• [WHAT THE EXERCISE ASKS]:
Every line from the one containing "Please place a point on the blurred" to the final line of the material below must be reproduced exactly; leave out all other lines.
***** RECORDS FOR PROCESSING *****
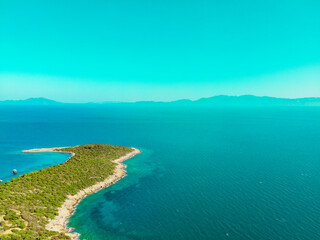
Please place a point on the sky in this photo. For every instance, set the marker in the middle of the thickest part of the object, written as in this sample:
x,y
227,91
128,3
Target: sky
x,y
121,50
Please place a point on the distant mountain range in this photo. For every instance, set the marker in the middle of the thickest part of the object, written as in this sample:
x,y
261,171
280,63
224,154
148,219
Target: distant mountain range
x,y
222,100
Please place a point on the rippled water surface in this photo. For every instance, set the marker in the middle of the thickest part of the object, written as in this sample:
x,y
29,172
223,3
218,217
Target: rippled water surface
x,y
205,173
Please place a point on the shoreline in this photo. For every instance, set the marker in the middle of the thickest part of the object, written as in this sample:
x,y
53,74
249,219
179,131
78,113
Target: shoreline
x,y
67,209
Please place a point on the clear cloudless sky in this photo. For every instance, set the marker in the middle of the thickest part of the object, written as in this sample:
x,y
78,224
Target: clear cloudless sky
x,y
120,50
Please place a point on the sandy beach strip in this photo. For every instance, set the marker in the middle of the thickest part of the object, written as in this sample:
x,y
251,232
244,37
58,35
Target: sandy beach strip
x,y
59,223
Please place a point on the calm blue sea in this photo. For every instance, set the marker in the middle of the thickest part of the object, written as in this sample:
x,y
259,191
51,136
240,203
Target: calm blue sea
x,y
205,173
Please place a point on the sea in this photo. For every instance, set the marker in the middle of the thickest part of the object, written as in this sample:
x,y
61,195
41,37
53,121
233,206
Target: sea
x,y
242,173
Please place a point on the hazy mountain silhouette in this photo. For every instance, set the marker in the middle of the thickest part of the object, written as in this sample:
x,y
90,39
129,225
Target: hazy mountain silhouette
x,y
222,100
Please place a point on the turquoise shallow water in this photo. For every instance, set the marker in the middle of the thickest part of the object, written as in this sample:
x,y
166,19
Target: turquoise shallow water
x,y
205,173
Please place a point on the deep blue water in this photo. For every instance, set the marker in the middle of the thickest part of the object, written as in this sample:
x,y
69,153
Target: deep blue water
x,y
205,173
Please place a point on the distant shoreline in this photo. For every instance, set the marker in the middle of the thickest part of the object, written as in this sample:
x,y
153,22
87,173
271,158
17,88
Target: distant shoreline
x,y
59,223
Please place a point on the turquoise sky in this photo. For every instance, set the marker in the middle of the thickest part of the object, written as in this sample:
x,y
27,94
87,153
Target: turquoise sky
x,y
79,51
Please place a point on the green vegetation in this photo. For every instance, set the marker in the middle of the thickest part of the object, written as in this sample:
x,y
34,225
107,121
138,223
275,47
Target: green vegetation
x,y
29,201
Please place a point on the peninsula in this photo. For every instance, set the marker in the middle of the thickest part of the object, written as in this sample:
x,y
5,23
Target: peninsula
x,y
37,205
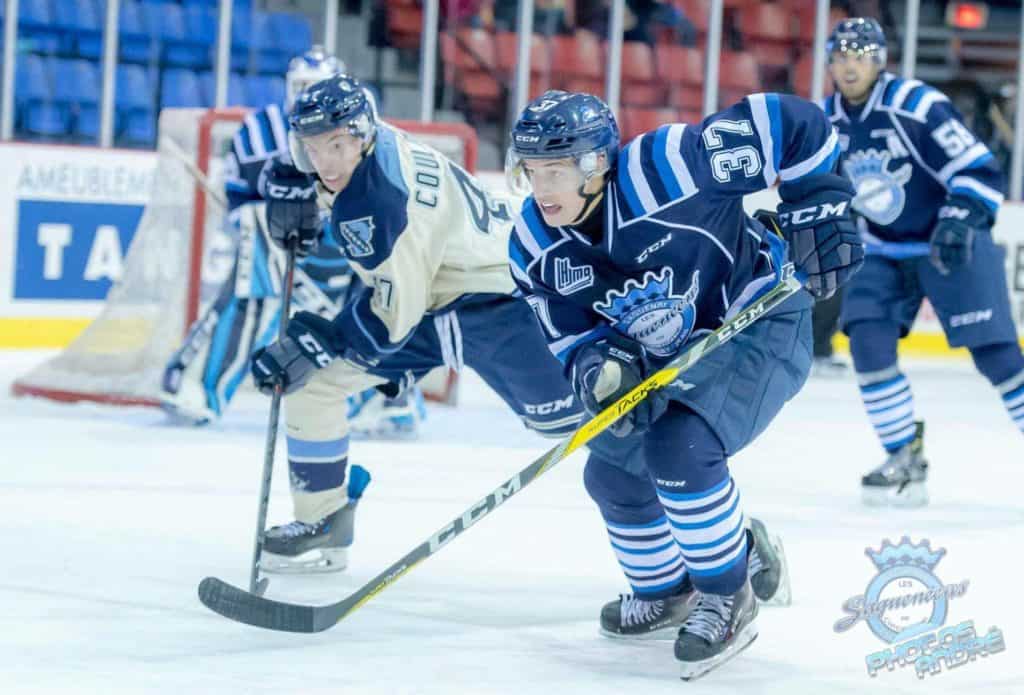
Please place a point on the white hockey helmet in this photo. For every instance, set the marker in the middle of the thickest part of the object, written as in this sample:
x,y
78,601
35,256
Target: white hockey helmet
x,y
310,68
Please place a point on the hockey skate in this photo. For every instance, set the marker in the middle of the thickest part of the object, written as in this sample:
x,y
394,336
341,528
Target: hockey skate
x,y
717,630
298,548
766,565
632,617
900,480
372,415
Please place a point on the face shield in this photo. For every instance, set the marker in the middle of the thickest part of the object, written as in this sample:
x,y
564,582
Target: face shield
x,y
532,175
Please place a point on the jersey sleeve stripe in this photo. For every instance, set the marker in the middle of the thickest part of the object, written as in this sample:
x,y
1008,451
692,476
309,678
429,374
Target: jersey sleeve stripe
x,y
629,191
674,153
763,122
819,163
932,97
976,155
530,232
660,157
971,186
279,127
635,174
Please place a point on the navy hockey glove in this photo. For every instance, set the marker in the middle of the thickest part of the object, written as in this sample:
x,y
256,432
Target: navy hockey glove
x,y
960,219
815,218
605,371
291,361
292,212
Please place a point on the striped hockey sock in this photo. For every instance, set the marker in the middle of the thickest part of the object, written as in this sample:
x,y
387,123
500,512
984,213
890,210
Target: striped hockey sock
x,y
1012,392
649,557
709,529
890,406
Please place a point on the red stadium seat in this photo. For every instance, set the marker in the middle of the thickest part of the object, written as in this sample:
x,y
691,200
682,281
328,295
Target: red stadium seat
x,y
506,47
737,77
768,31
404,25
578,62
636,121
802,76
640,84
682,70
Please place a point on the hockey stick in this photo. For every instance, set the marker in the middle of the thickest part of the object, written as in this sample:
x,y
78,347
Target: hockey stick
x,y
253,609
256,584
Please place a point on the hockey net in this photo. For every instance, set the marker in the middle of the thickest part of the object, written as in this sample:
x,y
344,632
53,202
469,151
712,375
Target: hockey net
x,y
178,257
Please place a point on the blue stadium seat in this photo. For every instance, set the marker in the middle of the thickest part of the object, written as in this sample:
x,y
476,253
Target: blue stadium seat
x,y
181,88
77,19
134,43
75,82
36,27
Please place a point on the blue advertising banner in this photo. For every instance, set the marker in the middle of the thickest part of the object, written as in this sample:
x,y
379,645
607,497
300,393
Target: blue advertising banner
x,y
71,251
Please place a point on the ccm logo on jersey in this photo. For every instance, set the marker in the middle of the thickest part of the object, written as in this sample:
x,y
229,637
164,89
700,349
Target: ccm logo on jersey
x,y
549,407
952,212
310,345
816,213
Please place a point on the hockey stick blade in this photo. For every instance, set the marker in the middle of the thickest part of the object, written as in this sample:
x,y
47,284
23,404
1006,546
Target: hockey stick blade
x,y
251,609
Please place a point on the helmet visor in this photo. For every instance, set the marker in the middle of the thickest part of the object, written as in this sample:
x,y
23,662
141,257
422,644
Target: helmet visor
x,y
527,175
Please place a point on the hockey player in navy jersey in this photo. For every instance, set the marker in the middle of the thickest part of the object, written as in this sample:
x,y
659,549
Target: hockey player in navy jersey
x,y
933,192
204,374
626,256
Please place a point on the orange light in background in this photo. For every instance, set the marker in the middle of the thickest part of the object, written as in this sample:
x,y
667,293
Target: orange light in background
x,y
967,14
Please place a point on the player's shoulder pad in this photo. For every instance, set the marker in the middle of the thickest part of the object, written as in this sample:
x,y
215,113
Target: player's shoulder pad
x,y
910,98
370,215
654,170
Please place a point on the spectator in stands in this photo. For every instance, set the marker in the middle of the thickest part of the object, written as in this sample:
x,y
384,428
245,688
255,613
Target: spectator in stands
x,y
550,16
643,18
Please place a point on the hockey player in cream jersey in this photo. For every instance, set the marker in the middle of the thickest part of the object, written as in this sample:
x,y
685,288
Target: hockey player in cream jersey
x,y
429,246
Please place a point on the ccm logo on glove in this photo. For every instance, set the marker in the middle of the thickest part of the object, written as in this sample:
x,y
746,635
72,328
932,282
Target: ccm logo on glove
x,y
815,213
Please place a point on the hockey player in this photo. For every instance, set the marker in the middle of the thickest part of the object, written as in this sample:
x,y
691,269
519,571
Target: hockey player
x,y
626,256
935,191
203,375
430,246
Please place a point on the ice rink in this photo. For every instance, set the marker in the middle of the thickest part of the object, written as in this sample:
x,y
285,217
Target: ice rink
x,y
109,519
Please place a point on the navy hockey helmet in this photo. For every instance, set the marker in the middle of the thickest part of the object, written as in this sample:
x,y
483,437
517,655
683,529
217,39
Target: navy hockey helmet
x,y
339,101
559,125
862,36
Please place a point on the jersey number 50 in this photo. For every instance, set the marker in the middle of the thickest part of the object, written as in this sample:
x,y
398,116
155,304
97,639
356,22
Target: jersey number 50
x,y
724,163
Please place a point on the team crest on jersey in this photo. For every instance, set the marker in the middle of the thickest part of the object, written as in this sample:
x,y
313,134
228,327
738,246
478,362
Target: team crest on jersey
x,y
649,312
355,234
881,188
569,278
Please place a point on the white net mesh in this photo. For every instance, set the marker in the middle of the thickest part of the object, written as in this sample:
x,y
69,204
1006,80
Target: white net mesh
x,y
120,357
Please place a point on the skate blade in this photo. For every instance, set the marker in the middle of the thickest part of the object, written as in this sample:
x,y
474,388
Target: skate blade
x,y
668,633
691,670
912,494
311,562
783,593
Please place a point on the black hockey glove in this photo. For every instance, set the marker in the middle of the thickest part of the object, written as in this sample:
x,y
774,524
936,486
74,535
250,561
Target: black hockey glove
x,y
815,218
952,240
605,371
291,361
292,212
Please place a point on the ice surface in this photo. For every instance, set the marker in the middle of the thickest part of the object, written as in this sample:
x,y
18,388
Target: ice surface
x,y
109,519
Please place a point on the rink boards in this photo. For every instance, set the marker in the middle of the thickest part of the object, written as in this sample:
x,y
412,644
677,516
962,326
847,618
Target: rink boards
x,y
71,213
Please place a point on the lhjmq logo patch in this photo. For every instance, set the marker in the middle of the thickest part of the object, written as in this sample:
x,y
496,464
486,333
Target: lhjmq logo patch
x,y
356,235
649,313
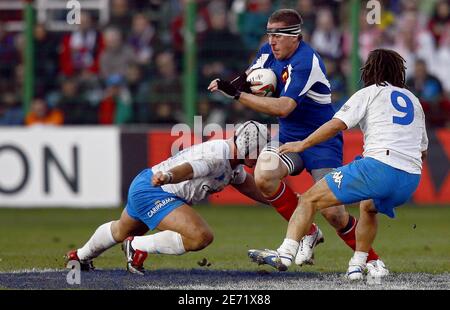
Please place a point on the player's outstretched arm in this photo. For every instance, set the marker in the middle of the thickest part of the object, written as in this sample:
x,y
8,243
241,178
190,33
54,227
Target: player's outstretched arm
x,y
323,133
177,174
280,107
249,189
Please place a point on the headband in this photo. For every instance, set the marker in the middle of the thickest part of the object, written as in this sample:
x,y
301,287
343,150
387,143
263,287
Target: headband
x,y
291,31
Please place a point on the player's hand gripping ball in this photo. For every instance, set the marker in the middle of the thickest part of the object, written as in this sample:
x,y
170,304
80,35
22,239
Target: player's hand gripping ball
x,y
264,82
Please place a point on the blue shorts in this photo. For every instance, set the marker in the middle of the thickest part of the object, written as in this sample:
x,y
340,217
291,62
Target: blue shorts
x,y
369,178
321,156
148,203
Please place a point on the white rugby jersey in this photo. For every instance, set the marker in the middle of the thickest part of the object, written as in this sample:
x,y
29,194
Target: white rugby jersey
x,y
393,124
211,171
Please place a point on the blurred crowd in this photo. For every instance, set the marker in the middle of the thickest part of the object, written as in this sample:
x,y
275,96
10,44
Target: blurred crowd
x,y
129,71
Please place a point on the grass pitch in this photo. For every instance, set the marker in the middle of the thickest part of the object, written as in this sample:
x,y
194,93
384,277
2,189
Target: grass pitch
x,y
417,241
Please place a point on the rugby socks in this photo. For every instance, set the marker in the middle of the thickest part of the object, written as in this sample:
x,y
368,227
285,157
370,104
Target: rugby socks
x,y
359,258
165,242
287,251
348,234
101,240
284,201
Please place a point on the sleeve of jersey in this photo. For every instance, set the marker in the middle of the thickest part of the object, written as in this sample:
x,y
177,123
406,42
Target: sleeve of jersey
*****
• [TASK OUTPUT]:
Please place a point on the blurred crowd in this photo. For every instance, set the marker in the middle of the thickest part of the object, written as in this sample:
x,y
275,96
10,44
Target: blurred crowd
x,y
129,71
Please place a point on the grass pitch in this photo. For every instance, set the marker in the middle of the thickest part of the object, written as in this sample:
x,y
194,93
384,277
2,189
Target: grass pitch
x,y
417,241
Please place a point on the rugby socks in this photo. For every instance, set the marker in the middle of the thickest part of the object, written as in this sample:
x,y
368,227
285,157
370,104
Target: rugby socks
x,y
359,258
165,242
287,251
348,234
101,240
284,201
Please place a point on the sleeve of jersey in this photo. For every instance, set the marker in the middle of the thickest part of the object, written as in this sample:
x,y
177,123
406,42
Target: sleeve of jersey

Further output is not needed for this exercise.